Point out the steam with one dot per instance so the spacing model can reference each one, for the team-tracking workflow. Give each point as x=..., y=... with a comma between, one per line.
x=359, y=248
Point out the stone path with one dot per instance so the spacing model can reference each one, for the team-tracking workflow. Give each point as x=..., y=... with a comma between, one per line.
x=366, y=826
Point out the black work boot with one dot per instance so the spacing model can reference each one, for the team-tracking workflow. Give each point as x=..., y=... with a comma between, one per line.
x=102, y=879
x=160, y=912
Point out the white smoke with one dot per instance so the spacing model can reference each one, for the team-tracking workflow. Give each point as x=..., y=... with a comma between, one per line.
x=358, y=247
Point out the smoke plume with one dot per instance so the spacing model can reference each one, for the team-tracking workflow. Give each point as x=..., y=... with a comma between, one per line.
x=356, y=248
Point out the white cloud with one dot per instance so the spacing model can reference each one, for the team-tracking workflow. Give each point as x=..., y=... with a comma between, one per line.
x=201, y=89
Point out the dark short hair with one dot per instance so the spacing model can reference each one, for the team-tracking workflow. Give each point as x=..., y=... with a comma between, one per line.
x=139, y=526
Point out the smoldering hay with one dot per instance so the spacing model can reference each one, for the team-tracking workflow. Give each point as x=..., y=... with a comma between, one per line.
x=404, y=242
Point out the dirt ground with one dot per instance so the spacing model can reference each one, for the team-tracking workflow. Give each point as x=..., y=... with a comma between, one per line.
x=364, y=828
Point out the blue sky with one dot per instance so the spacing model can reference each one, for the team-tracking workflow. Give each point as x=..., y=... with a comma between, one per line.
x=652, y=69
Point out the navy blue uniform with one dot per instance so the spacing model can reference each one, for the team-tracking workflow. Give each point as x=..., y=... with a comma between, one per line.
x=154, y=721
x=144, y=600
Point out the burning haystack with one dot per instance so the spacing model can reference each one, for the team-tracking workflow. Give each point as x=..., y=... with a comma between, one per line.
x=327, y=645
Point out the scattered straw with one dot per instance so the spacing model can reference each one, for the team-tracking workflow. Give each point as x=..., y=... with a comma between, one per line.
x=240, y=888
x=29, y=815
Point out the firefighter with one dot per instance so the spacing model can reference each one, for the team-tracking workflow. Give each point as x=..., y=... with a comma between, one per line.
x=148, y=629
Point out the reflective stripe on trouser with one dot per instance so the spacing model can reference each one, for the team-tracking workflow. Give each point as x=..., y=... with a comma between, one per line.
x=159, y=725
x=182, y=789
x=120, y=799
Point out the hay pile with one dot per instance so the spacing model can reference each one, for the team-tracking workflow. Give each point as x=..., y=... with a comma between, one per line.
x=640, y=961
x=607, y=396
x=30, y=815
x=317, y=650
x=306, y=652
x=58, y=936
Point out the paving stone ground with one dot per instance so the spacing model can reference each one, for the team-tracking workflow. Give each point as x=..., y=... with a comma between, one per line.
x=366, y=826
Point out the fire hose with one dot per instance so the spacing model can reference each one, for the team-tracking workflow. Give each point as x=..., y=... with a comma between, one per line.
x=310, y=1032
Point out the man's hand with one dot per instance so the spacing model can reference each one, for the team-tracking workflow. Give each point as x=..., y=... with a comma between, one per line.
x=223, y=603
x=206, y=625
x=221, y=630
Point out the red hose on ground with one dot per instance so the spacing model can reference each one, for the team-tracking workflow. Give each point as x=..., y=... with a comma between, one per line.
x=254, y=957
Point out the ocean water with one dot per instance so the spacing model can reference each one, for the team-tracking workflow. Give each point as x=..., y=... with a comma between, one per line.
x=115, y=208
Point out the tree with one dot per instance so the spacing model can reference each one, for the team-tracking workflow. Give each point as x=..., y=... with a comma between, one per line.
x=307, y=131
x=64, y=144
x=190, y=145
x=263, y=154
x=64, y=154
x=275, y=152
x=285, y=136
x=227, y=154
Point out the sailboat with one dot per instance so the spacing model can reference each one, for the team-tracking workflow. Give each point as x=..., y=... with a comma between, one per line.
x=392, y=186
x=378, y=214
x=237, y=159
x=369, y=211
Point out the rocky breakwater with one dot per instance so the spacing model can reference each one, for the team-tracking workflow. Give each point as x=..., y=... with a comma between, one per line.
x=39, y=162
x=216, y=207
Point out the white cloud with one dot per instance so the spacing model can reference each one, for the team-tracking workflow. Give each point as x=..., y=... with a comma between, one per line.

┄┄┄┄┄┄┄┄┄┄┄┄┄┄┄┄┄┄┄┄

Goal of the exercise —
Set down all of the data above again, word for word and line by line, changing nothing.

Problem solution —
Point out the steam with one dot per instance so the spacing model can reference each one, for the team-tracking workflow. Give each point as x=..., y=... with a comma between, one per line.
x=359, y=248
Point out the stone path with one dot per instance so the spacing model can reference each one, for the team-tracking workflow. Give each point as x=..., y=... with a comma between, one per line.
x=366, y=826
Point out the black work boot with one dot per instance so the spacing model can reference each one, for the team-tracking workflow. Give each point as x=..., y=... with a comma between, one per line.
x=102, y=879
x=160, y=912
Point out the white smoke with one dot per instance so the spacing model can reference each one, for the team-tracking workflow. Give each point as x=..., y=... with a comma between, one per line.
x=358, y=247
Point out the smoke plume with one dot per instance so the spacing model can reference each one, for the team-tracking workflow. Give each point as x=..., y=... with a comma between, one per line.
x=356, y=248
Point out the white cloud with one dot per instance so the spacing model can reference each one, for the team-tracking workflow. Give each point as x=..., y=... with a comma between, one per line.
x=201, y=89
Point out the dark short hair with one dot per instance so the spacing model can reference each one, for the team-tracking workflow. Give each point as x=..., y=... with a comma between, one per line.
x=139, y=526
Point out the smoldering hay with one dot per instance so the spacing model can reference each one, for the team-tracking workflow. Give each point as x=..., y=... with a comma between, one per line.
x=404, y=242
Point out the dirt ground with one dot per instance so the spacing model can reference each one, for the team-tracking workflow. Give each point as x=..., y=... with a comma between, one per line.
x=364, y=828
Point out the blue sky with one dot per instance so the spacing model can reference each one, for the team-tracking workflow. Give each point as x=..., y=... with a comma between, one per line.
x=652, y=69
Point out the navy blue uniform with one dot per instance so the spacing model can reference each one, for the team-tracking workflow. Give each point as x=..., y=... with a comma between, one per line.
x=154, y=721
x=144, y=600
Point out the burning haystack with one dot per instance so the spacing model can reference each one, for the team-tracking workflow. Give each point as x=..., y=... with a comma between, one per line.
x=327, y=645
Point out the scattered straw with one dot per instance so the spacing model can reference each one, for the team-tracking workflow. Give each point as x=..., y=... with a comma between, one per line.
x=240, y=888
x=29, y=815
Point out the firefighter with one dot per instance so the spacing model can reference each one, for the team-tracking workflow. Give each point as x=..., y=... with a comma between, one per line.
x=148, y=629
Point out the reflective stripe on trouser with one dot per instance so the spacing model can reference each one, for the team-tracking workflow. Give each point as x=..., y=... with a comma between, one per line.
x=159, y=725
x=182, y=789
x=120, y=799
Point out the hay pile with one dot per instance so the spacing model can reference each one, for the team-tracking workflow. Give each point as x=..., y=... with a comma between, one per line.
x=640, y=961
x=607, y=396
x=30, y=815
x=317, y=650
x=306, y=652
x=58, y=936
Point out the paving stone ground with one dot per instance so the spacing model can reference each one, for the team-tracking workflow. Give each point as x=..., y=... with a comma between, one per line.
x=366, y=826
Point out the fire hose with one dot per instance so the spacing model can reference each one, for the team-tracking workflow. Give each point as x=..., y=... with a comma between, one per line.
x=310, y=1032
Point out the man's hand with one dot per instance so the spacing model can reference each one, for the team-tracking workflow. Give each point as x=..., y=... with a comma between, one per line.
x=223, y=603
x=206, y=625
x=221, y=630
Point out the red hose on ground with one dot per instance so the spacing model can reference each one, for the team-tracking workflow. Give each point as x=..., y=... with a comma between, one per line.
x=254, y=957
Point out the ocean water with one dot per instance so the spacing model can reference each one, for the team-tracking workflow. Give each point as x=..., y=... with a comma between, one per line.
x=115, y=208
Point out the tree with one dot per instance so the spacing model can reference each one, for the team-tracking workflow. Give each point as x=..., y=... with a comma between, one per line.
x=307, y=131
x=64, y=144
x=190, y=145
x=263, y=154
x=64, y=154
x=275, y=152
x=285, y=136
x=227, y=154
Point out the sailboat with one dot per instance so the spacing model can reference each one, for the team-tracking workflow. Give each point as x=..., y=... with a comma between, one per line.
x=392, y=186
x=378, y=214
x=237, y=159
x=369, y=211
Point out the rocky breakwater with one dot per instance so the spacing model can reference each one, for the team-tracking workflow. Give each point as x=..., y=... with a comma between, one per line.
x=39, y=162
x=216, y=207
Point out the white cloud with one dot per instance so the spacing model can reference each one, for the team-tracking workflow. Give each point as x=..., y=... with a comma between, one per line.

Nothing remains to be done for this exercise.